TASK BRIEF — Reproduce the part of the listing below that starts with the line containing "the basketball pole" and ends with the line containing "x=69, y=299", both lines included, copying each line unchanged.

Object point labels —
(begin)

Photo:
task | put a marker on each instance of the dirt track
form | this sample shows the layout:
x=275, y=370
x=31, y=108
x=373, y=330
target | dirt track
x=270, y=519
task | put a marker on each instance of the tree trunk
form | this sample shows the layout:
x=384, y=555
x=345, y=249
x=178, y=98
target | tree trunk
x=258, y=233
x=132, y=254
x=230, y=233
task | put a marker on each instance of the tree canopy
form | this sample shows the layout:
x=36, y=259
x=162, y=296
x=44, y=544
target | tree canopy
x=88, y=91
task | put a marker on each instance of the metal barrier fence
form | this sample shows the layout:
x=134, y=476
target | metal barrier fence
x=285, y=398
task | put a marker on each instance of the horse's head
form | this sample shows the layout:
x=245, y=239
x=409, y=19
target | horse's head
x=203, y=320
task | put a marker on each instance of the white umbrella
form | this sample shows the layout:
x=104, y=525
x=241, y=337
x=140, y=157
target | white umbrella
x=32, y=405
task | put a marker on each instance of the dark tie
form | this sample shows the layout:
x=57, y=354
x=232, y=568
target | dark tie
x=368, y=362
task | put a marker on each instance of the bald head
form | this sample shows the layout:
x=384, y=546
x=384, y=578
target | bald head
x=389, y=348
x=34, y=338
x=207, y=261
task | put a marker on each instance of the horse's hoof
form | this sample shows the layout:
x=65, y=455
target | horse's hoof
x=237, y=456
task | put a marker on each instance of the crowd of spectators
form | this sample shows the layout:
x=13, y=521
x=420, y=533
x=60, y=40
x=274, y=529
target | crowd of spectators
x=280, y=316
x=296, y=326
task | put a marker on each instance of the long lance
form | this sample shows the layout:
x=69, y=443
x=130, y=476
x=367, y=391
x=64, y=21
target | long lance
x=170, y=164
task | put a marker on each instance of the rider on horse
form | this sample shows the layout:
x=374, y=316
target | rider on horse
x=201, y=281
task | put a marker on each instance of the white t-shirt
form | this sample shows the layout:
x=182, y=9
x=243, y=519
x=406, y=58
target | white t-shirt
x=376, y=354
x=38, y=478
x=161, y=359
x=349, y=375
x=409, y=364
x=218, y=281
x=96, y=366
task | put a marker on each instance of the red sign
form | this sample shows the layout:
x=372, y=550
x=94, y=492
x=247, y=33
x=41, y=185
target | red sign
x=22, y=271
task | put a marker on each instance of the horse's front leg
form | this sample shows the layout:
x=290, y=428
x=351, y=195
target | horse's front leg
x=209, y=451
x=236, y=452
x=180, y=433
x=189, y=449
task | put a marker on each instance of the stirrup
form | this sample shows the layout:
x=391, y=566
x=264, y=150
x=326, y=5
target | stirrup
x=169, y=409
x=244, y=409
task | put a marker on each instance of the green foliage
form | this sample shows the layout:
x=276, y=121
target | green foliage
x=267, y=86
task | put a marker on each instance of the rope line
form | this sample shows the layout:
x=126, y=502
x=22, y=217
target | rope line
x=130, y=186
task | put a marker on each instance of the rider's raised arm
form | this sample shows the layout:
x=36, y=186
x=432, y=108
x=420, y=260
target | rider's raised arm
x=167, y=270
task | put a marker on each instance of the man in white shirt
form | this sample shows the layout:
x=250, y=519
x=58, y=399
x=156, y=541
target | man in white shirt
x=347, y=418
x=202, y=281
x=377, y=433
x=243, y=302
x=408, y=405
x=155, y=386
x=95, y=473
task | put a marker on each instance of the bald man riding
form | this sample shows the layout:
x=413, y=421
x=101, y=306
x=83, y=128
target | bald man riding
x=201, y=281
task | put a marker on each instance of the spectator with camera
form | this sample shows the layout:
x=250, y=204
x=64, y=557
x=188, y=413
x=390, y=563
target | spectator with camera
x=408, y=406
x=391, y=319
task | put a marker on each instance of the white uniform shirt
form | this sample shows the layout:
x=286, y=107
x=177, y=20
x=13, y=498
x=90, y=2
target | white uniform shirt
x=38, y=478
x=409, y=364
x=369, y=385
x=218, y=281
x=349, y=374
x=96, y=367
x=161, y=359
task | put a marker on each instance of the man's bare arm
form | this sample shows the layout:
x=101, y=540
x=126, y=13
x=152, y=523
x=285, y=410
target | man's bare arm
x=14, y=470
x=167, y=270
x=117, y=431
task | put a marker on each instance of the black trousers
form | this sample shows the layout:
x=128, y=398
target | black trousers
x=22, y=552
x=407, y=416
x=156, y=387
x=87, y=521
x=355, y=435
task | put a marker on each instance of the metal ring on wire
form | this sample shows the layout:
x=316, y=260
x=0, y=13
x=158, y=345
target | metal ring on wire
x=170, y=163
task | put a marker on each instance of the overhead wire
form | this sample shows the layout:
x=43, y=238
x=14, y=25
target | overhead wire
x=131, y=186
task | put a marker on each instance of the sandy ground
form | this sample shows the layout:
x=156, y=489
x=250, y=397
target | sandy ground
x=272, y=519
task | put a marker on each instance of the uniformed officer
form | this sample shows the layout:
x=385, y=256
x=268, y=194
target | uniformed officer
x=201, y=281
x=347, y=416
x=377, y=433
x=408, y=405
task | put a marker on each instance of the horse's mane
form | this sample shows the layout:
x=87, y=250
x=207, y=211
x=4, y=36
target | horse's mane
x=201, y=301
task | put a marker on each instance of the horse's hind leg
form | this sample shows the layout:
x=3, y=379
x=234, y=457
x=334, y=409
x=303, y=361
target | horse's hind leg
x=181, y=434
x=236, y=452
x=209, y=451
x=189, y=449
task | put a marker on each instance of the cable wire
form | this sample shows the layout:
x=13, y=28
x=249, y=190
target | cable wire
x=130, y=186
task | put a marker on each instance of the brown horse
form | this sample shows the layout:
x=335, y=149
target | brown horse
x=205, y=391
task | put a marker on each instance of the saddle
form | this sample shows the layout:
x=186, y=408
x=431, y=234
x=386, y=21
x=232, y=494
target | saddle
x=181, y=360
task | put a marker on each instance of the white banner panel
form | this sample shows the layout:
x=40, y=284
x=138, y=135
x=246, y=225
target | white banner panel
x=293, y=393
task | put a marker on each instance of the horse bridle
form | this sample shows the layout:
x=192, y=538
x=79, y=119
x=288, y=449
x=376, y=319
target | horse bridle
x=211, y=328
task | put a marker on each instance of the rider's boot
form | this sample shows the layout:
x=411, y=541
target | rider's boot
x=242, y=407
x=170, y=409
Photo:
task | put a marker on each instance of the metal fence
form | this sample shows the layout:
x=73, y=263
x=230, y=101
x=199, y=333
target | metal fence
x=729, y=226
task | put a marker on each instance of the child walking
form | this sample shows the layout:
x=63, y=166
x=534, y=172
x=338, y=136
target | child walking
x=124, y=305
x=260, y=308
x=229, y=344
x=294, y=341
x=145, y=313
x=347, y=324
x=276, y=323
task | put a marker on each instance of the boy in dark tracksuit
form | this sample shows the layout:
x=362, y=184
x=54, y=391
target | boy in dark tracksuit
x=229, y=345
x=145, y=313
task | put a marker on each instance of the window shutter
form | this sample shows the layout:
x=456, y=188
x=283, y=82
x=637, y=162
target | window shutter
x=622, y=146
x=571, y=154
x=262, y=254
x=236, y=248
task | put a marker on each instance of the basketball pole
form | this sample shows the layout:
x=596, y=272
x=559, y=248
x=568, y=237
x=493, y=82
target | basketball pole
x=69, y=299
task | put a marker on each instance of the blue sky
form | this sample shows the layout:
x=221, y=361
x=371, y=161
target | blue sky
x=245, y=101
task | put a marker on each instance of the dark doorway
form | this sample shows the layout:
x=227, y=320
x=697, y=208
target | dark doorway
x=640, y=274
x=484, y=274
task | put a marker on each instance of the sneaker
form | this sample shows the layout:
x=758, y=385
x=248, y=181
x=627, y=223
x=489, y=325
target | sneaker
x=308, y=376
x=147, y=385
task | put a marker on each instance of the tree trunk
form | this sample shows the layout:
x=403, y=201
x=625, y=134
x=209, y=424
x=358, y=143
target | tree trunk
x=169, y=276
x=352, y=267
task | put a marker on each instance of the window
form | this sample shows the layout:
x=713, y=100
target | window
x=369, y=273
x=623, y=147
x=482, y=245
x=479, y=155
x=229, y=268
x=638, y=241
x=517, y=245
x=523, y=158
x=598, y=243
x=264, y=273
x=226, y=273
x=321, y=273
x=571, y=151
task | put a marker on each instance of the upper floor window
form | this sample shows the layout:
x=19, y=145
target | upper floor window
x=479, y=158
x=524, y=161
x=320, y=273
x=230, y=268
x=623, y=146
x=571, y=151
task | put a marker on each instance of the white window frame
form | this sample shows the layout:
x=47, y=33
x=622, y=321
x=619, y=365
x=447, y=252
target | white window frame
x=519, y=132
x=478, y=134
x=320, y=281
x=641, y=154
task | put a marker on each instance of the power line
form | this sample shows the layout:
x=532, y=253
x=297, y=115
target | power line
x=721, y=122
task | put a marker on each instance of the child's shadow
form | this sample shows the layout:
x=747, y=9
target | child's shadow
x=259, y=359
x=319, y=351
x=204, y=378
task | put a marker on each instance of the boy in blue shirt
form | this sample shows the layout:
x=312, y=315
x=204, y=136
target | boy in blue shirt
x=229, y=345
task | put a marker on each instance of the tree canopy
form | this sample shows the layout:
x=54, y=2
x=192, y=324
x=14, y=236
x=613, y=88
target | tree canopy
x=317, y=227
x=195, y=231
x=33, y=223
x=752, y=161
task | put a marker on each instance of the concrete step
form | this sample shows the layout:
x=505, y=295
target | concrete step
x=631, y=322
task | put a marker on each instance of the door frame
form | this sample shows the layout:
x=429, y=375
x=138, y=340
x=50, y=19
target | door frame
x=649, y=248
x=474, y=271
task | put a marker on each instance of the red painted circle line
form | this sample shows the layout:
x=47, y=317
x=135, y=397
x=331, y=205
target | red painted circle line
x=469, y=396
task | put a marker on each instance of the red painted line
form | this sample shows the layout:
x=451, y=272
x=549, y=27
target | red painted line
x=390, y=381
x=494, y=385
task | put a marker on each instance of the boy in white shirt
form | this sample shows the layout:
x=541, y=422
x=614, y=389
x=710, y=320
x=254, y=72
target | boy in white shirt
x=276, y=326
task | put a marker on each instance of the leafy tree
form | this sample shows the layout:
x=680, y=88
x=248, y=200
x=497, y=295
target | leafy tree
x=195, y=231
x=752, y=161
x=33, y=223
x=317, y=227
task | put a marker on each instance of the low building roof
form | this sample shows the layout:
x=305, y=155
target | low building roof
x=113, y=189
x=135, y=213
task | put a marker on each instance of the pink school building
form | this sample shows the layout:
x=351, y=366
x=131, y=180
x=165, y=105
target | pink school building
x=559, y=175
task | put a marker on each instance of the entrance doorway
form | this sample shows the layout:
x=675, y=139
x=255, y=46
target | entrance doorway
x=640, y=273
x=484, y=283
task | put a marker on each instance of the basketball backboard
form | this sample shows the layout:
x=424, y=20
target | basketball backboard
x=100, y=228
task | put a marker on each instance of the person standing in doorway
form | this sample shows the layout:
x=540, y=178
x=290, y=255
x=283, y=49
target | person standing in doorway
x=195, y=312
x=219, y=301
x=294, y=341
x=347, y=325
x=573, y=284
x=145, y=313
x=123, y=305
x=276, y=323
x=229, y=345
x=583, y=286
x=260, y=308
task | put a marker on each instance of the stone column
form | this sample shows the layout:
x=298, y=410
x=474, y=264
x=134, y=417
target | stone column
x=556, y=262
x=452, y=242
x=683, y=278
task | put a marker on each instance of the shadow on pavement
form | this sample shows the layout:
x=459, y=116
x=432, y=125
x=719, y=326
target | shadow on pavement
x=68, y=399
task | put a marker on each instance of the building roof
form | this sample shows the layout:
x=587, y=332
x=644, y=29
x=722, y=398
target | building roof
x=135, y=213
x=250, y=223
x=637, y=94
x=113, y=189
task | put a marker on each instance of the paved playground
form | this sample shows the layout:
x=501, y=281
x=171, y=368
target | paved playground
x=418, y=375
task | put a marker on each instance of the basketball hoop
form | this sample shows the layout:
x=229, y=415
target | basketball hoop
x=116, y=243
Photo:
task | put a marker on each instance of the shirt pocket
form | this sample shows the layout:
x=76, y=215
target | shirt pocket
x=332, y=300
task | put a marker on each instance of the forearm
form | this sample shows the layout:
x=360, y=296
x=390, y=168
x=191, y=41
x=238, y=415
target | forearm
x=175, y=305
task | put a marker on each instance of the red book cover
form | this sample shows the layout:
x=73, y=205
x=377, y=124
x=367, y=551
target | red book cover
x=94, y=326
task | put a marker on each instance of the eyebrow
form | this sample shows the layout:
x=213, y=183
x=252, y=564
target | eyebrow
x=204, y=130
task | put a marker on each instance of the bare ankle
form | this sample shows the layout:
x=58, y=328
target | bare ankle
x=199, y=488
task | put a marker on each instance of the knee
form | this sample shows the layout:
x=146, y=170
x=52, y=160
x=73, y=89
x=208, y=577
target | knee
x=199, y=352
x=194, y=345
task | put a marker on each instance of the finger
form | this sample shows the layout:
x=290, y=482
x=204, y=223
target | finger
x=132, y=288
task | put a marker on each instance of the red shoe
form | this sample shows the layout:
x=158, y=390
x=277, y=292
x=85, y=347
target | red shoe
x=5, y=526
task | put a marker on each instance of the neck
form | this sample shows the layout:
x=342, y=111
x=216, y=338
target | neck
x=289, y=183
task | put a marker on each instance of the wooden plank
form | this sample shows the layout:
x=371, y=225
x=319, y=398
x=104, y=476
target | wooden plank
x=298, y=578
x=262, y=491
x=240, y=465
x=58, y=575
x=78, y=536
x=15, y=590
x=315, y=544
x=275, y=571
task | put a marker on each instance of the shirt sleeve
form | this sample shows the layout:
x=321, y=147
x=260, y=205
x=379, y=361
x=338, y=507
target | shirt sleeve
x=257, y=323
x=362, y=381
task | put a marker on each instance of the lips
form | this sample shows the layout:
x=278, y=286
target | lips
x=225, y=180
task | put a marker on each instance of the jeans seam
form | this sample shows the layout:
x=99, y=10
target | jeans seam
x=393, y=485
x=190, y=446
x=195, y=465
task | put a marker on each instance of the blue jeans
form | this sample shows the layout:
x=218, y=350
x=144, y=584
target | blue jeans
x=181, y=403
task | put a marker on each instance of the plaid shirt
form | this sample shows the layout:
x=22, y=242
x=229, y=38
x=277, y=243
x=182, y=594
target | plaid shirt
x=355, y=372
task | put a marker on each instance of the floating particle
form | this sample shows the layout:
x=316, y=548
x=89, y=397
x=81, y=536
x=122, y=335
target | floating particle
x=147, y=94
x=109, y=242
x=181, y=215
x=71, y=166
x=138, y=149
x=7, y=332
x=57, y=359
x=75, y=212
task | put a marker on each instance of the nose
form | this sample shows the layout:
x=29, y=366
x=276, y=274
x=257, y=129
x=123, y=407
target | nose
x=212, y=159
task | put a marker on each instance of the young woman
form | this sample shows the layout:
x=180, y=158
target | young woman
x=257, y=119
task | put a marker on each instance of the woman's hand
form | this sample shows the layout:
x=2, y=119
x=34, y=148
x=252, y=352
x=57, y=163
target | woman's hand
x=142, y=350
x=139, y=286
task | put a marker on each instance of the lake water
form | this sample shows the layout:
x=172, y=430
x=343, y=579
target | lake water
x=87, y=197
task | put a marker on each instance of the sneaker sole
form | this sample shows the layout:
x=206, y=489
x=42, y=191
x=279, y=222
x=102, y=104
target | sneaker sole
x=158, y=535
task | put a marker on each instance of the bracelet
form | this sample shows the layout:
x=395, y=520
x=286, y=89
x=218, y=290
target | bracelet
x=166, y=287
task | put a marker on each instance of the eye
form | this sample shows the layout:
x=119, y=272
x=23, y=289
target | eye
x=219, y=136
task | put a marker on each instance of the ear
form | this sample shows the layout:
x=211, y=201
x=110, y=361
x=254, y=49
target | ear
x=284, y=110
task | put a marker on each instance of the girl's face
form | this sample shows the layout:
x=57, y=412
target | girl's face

(end)

THE SOLUTION —
task | put a marker on each instance of the basketball pole
form | this sample shows the layout:
x=596, y=272
x=559, y=248
x=568, y=237
x=493, y=82
target | basketball pole
x=69, y=299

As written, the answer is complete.